_Short problem:_
Reproduce verbatim the portion of the earnings call transcript between "Operator: Our next" and "thinking about there.", inclusive.

_Passage:_
========================

Operator: Our next question comes from the line of Josh Baer with Morgan Stanley. Please go ahead.

Sophie Lee: Hi. Thanks for taking my question. This is Sophie Lee on for Josh Baer. I guess my question is, when you say you expect NRR to be — continue to be pressured going forward, what kind of churn and expansion dynamics are you kind of thinking about? Are those more related to, I guess, less seat expansions, or are you implying more, I guess, lower dollar expansions as customers downgrade to cheaper plans? Just curious what you’re thinking about there.

Tim Wan: Yes. Let me try to answer Brent’s question first. I think I was on mute, and then I’ll jump back into this churn question. Brent, what I was — your question about how to think about the two segments of the business. I would look at our business like the sub-5,000 as one part of our business and the above 5,000 as another part of the business. And if you look at that, if you just kind of break that out, our sub-5,000 business grew at about 18% year-on-year. And our 5,000 cohort grew north of 50%. And that cohort also has much stronger NRR than the sub-5,000. And that’s kind of been the way we’ve been running the business and like how do we move these 5,000 customers up into 25,000, 50,000, 100,000. And that’s really been the motion that we’re focused on and we’ll continue to invest in.

========================

_Excerpts of bounding box data:_
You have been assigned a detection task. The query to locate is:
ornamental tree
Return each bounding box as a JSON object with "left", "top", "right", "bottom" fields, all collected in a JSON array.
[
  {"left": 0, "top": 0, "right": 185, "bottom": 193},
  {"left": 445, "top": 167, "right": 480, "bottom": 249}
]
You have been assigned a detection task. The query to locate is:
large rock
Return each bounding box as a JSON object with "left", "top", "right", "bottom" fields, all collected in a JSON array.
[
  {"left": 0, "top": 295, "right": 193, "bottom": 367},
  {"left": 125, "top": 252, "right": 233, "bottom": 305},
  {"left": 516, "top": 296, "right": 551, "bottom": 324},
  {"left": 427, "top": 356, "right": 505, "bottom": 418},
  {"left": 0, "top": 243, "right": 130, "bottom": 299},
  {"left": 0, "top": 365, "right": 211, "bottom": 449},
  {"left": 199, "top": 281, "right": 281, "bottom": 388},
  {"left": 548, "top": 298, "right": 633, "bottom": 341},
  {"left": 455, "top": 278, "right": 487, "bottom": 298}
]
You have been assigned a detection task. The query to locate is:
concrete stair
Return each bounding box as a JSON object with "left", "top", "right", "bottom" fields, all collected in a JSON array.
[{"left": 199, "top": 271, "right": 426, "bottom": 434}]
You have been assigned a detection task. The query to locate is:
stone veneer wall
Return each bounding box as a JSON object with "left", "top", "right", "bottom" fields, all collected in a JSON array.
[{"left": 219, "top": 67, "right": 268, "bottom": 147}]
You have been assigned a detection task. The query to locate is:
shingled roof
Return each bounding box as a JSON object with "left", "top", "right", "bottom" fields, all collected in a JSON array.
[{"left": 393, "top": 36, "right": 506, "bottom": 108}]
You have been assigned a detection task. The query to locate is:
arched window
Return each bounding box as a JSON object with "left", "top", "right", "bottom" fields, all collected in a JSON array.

========================

_Task result:_
Operator: Our next question comes from the line of Josh Baer with Morgan Stanley. Please go ahead.

Sophie Lee: Hi. Thanks for taking my question. This is Sophie Lee on for Josh Baer. I guess my question is, when you say you expect NRR to be — continue to be pressured going forward, what kind of churn and expansion dynamics are you kind of thinking about? Are those more related to, I guess, less seat expansions, or are you implying more, I guess, lower dollar expansions as customers downgrade to cheaper plans? Just curious what you’re thinking about there.